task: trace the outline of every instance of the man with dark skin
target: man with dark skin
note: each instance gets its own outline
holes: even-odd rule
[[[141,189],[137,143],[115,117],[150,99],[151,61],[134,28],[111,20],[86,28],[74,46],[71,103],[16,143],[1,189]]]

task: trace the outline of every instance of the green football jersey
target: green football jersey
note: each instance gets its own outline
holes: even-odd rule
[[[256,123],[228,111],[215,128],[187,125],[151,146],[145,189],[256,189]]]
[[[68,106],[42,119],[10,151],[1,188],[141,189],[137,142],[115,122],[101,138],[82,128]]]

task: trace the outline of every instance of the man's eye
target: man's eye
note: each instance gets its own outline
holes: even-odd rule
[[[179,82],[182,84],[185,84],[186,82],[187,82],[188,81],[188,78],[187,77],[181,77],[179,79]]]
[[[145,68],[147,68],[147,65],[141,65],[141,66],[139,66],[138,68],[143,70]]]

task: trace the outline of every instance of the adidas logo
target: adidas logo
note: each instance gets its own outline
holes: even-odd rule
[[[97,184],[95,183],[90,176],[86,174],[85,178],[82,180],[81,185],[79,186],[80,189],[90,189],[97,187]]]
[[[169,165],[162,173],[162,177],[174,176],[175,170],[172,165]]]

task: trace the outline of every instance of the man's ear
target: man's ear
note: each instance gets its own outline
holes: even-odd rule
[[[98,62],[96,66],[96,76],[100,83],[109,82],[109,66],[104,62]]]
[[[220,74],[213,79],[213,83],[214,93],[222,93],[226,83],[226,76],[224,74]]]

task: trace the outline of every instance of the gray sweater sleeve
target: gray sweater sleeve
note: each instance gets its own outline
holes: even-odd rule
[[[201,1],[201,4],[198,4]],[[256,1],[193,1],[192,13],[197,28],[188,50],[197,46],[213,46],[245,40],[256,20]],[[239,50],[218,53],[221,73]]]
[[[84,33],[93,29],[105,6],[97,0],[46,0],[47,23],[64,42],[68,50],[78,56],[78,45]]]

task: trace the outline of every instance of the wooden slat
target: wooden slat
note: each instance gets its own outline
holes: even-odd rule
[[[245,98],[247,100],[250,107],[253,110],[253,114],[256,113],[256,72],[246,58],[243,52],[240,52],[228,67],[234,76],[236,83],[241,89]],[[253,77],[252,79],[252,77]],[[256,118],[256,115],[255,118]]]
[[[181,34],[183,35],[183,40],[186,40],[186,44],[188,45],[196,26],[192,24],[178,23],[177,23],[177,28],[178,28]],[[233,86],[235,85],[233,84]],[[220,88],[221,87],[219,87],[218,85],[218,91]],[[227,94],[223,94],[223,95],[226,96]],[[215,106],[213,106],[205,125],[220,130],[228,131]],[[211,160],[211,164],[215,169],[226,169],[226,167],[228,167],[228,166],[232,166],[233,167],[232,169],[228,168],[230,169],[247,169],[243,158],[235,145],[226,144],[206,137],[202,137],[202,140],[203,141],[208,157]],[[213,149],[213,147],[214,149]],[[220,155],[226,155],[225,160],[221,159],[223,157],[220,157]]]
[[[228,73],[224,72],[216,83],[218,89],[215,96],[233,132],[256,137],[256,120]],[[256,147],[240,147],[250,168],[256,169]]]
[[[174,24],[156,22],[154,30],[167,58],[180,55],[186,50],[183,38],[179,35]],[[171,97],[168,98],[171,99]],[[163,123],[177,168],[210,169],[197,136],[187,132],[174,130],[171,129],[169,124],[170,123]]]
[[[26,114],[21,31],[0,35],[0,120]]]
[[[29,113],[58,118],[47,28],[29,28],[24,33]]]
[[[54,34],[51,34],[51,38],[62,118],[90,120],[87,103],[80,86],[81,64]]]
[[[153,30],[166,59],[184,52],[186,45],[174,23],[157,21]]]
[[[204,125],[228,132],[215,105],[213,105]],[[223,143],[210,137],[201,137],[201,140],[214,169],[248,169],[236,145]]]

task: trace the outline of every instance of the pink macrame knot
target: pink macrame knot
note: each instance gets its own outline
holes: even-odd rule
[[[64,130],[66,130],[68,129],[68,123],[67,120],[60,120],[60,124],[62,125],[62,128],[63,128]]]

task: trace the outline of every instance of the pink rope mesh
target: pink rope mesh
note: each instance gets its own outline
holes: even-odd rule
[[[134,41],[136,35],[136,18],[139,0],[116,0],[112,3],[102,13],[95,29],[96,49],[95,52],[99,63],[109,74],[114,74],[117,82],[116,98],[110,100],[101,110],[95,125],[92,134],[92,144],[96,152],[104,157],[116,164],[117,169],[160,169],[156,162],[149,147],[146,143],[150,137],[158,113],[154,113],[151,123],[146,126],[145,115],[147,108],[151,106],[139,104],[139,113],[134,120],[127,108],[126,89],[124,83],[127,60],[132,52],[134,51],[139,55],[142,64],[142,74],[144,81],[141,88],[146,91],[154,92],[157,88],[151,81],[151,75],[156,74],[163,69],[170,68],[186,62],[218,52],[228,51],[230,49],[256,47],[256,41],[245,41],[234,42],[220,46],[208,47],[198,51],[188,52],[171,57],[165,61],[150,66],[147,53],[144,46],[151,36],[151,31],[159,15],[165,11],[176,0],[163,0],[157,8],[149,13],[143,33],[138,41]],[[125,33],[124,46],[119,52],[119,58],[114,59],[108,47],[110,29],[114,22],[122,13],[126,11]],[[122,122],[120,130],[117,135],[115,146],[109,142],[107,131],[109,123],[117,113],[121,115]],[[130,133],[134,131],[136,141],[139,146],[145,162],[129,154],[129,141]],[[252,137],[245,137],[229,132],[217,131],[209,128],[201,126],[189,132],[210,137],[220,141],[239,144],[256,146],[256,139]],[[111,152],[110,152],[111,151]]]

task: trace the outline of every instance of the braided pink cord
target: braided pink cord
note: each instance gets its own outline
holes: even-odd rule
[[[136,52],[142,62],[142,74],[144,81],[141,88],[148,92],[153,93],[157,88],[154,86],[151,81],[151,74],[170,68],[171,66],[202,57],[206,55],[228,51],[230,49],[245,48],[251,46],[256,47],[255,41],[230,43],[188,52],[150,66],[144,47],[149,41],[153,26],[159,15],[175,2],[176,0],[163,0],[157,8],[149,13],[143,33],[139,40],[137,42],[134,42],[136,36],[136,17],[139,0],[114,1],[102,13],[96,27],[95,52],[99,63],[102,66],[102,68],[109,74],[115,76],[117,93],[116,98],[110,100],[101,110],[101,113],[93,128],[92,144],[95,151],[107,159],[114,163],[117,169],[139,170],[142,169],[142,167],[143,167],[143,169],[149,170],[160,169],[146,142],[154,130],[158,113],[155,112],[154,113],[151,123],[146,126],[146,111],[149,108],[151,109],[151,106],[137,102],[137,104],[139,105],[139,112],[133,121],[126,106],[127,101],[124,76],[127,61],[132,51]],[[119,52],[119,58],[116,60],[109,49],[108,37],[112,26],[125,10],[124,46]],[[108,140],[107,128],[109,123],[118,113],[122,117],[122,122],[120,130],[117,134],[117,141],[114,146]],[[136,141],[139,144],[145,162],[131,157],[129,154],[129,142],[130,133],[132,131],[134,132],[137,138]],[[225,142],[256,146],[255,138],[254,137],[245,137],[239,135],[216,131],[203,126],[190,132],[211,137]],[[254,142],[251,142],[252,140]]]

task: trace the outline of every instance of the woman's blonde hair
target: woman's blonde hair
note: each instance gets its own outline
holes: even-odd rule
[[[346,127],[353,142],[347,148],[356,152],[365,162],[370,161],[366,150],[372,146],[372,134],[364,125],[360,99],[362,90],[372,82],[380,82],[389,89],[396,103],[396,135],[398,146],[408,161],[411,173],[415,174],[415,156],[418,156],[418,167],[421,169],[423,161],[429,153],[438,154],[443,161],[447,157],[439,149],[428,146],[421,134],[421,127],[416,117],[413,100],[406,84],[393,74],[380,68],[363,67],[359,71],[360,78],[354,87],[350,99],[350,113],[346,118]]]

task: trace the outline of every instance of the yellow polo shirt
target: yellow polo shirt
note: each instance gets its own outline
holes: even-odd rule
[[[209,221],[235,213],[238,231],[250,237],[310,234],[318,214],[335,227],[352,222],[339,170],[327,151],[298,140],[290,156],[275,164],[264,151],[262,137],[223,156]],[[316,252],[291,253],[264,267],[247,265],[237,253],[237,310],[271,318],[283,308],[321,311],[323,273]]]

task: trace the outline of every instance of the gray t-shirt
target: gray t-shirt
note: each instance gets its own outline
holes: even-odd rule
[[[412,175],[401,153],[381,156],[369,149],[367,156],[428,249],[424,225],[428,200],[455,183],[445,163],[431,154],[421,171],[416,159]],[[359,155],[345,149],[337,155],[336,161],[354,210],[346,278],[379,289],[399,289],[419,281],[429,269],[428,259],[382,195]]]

## Written request
Repeat, unchanged, the part of the rows that begins with the line containing "task: trace the outline of every instance of the gray t-shirt" and runs through the end of the rows, including both ends.

## Answer for the task
task: trace the outline of every instance of the gray t-shirt
target: gray t-shirt
note: each instance gets its own outline
holes: even-odd rule
[[[412,175],[401,153],[381,156],[369,149],[367,156],[428,249],[424,225],[428,200],[455,183],[445,163],[431,154],[421,171],[416,159]],[[359,155],[345,149],[337,155],[336,161],[354,210],[346,278],[379,289],[399,289],[419,281],[429,269],[428,259],[382,195]]]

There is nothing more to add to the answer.